▶ _EXERCISE PROMPT_: Taking the data below line by line, count those that include the word "hillside" and report the number alone.

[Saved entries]
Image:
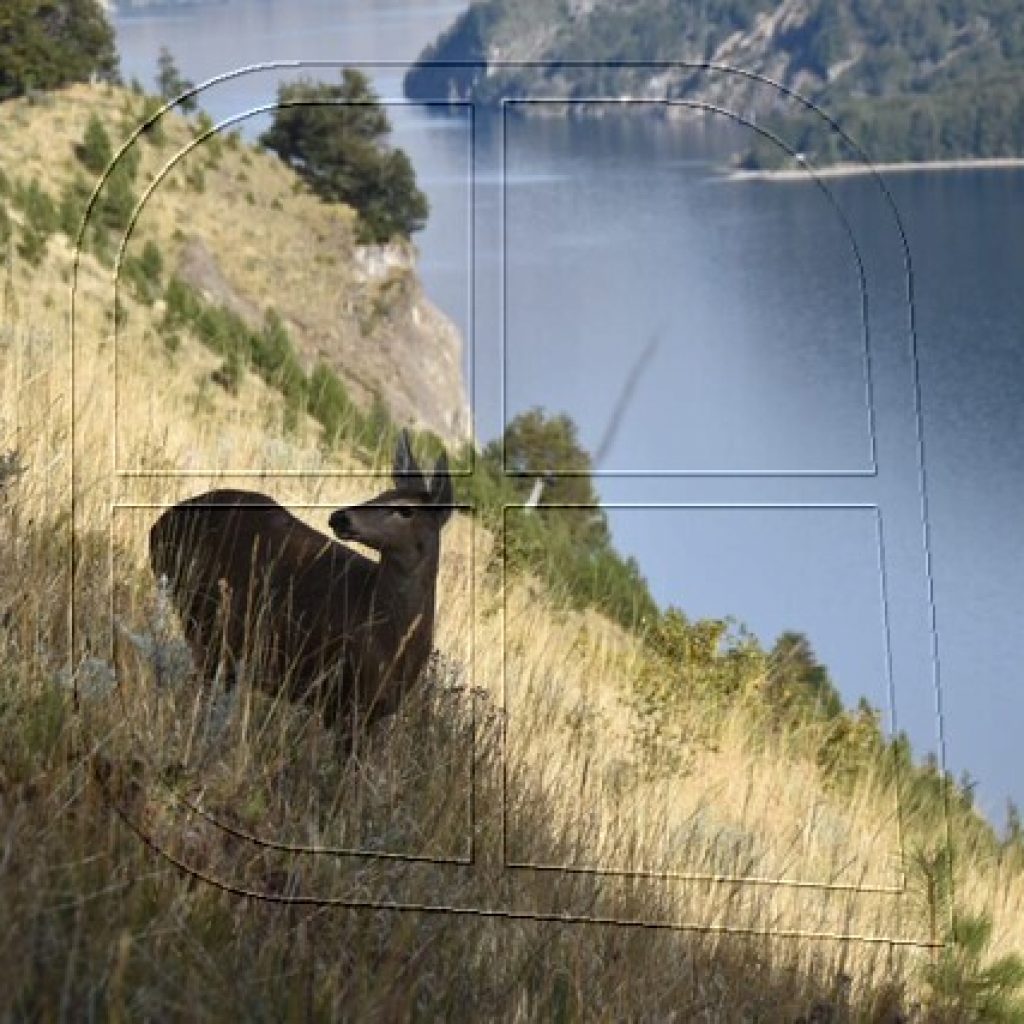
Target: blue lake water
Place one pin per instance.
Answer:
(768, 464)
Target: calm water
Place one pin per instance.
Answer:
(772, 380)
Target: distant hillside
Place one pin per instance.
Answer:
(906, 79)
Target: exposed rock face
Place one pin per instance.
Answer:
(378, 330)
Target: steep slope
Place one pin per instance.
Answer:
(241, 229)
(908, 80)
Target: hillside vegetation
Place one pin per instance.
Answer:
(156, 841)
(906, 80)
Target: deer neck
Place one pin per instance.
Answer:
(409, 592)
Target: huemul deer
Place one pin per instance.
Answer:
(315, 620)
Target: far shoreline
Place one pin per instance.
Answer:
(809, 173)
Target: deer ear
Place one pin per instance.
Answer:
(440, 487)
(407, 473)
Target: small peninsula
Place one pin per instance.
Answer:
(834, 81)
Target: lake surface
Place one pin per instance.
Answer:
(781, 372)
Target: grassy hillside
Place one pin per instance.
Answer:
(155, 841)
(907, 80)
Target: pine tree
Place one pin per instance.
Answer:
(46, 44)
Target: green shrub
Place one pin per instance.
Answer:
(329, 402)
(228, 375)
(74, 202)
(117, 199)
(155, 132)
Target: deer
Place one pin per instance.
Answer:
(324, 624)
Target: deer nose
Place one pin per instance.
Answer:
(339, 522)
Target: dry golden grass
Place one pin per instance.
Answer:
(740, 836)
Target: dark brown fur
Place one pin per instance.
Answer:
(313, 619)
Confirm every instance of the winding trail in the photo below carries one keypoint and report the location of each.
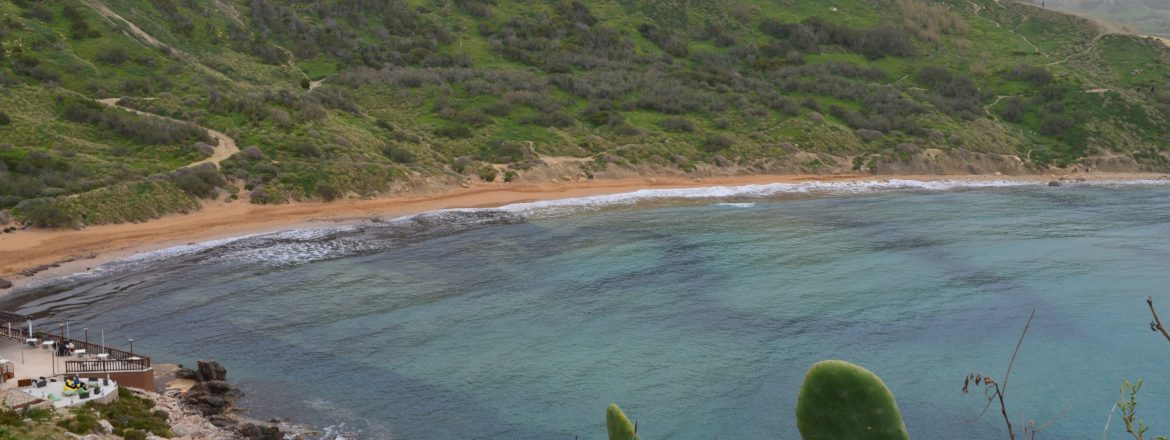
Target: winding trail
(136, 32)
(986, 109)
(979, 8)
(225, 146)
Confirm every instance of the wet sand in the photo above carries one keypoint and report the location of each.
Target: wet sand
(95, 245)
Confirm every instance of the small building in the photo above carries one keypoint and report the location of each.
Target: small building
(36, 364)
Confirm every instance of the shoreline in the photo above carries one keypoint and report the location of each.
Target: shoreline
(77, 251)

...

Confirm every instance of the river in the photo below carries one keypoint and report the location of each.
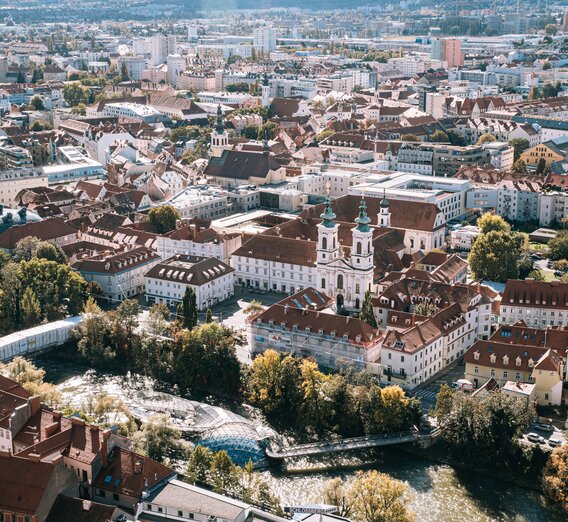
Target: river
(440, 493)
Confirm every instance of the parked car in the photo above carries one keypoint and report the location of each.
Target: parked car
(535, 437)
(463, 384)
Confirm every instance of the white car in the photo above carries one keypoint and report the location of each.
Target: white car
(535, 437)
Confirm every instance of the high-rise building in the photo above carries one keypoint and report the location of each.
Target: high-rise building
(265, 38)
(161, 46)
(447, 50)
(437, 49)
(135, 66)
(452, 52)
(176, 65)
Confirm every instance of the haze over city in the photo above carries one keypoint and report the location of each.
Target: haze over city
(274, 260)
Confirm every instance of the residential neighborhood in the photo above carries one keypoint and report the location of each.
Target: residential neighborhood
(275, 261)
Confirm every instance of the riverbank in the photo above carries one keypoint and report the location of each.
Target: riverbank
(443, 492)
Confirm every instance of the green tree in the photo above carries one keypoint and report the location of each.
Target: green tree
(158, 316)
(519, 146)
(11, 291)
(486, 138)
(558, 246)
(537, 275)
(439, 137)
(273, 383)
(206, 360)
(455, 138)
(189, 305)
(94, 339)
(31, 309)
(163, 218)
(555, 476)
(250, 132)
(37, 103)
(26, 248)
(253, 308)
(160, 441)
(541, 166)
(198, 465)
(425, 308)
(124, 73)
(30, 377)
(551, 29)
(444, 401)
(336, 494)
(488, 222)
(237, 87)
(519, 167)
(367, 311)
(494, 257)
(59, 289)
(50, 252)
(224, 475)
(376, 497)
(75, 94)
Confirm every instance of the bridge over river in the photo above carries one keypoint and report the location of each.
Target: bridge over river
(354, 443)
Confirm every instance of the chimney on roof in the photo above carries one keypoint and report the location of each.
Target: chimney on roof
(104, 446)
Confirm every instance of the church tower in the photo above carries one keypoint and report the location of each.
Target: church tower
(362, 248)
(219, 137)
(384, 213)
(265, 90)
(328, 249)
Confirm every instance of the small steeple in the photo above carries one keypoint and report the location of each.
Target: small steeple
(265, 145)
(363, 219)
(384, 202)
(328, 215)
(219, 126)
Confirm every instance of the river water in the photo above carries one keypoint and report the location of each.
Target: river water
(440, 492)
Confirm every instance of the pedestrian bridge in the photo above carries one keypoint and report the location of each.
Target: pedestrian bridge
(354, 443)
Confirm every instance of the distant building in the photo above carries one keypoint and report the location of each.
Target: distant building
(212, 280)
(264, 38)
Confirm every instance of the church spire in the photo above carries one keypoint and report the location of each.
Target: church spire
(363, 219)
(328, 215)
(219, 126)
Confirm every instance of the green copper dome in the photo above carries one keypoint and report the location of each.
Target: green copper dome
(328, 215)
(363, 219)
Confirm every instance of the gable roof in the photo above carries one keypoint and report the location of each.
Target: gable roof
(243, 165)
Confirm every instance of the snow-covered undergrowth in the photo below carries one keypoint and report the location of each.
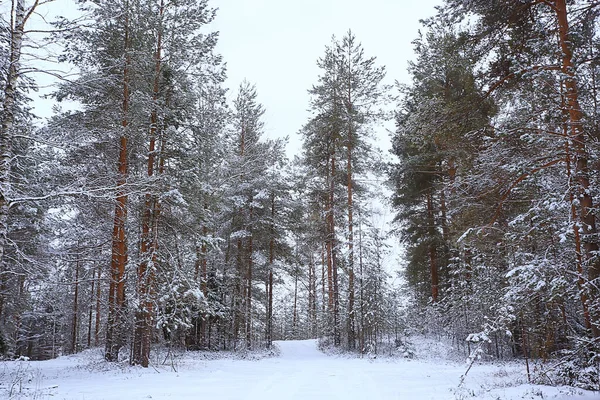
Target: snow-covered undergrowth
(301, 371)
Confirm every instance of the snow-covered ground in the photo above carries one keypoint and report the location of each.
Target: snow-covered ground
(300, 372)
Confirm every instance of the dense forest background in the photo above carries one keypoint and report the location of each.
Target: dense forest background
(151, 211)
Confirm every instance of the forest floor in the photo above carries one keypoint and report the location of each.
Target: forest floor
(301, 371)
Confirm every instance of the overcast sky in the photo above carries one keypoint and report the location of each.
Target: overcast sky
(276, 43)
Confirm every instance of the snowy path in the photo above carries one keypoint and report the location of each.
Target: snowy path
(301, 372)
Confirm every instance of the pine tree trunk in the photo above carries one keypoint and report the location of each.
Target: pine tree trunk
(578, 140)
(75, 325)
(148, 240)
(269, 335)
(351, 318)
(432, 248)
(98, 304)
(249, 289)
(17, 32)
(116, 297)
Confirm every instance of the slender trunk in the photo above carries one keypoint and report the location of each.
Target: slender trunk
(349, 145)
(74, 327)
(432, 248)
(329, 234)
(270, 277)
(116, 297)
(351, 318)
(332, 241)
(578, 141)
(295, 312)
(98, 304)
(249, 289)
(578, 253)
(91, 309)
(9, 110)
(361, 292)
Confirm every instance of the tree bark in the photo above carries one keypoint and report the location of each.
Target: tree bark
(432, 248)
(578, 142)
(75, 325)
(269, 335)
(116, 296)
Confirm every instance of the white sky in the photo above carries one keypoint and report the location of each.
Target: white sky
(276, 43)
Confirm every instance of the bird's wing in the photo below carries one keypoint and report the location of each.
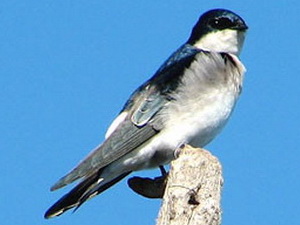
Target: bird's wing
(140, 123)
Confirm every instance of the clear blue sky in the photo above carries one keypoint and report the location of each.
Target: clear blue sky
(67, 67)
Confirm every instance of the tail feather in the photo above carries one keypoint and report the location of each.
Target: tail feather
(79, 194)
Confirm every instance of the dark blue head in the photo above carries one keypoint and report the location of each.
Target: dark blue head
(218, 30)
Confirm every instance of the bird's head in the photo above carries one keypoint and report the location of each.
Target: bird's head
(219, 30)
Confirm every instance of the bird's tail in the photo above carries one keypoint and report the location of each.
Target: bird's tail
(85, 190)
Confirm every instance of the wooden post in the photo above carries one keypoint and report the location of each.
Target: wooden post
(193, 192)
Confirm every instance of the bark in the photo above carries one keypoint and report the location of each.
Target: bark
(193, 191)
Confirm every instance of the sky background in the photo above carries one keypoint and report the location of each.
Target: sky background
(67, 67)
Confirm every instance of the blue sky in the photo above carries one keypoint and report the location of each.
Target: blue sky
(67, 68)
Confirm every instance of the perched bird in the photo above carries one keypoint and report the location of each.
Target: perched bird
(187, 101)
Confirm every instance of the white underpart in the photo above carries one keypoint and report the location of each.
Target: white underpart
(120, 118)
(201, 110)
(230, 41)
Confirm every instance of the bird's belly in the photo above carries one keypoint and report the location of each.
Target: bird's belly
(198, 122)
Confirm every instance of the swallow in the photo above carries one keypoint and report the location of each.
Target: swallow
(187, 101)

---

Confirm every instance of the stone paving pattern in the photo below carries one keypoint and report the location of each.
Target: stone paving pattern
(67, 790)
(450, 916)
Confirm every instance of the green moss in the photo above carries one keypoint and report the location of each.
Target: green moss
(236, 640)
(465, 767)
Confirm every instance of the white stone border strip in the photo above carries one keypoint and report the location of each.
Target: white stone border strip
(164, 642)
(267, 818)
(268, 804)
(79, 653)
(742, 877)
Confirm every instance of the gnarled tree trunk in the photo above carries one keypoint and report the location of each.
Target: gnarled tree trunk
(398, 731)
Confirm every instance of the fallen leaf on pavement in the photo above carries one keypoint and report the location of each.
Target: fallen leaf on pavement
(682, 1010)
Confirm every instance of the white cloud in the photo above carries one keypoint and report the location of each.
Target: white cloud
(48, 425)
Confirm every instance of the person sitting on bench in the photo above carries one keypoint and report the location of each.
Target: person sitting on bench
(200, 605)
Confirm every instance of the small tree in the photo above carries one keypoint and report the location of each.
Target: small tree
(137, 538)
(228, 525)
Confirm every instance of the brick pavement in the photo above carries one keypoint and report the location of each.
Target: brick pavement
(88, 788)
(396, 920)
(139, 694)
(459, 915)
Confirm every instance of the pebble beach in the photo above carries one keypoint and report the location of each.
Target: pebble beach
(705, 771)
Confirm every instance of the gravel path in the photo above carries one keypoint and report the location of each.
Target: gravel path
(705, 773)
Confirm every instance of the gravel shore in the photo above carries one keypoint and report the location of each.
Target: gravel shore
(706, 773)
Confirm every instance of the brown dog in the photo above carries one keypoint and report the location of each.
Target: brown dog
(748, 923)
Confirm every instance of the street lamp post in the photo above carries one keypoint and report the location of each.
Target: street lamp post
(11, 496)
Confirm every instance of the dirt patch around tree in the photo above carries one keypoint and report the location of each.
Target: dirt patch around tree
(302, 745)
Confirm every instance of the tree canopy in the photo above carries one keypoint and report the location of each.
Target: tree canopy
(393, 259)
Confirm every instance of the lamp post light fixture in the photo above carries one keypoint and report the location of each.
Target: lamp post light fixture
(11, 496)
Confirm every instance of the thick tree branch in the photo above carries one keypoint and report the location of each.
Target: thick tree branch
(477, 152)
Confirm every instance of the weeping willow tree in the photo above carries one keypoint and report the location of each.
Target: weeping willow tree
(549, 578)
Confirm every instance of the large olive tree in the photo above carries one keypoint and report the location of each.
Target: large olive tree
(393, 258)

▶ _REPLY TO THE EXERCISE_: 3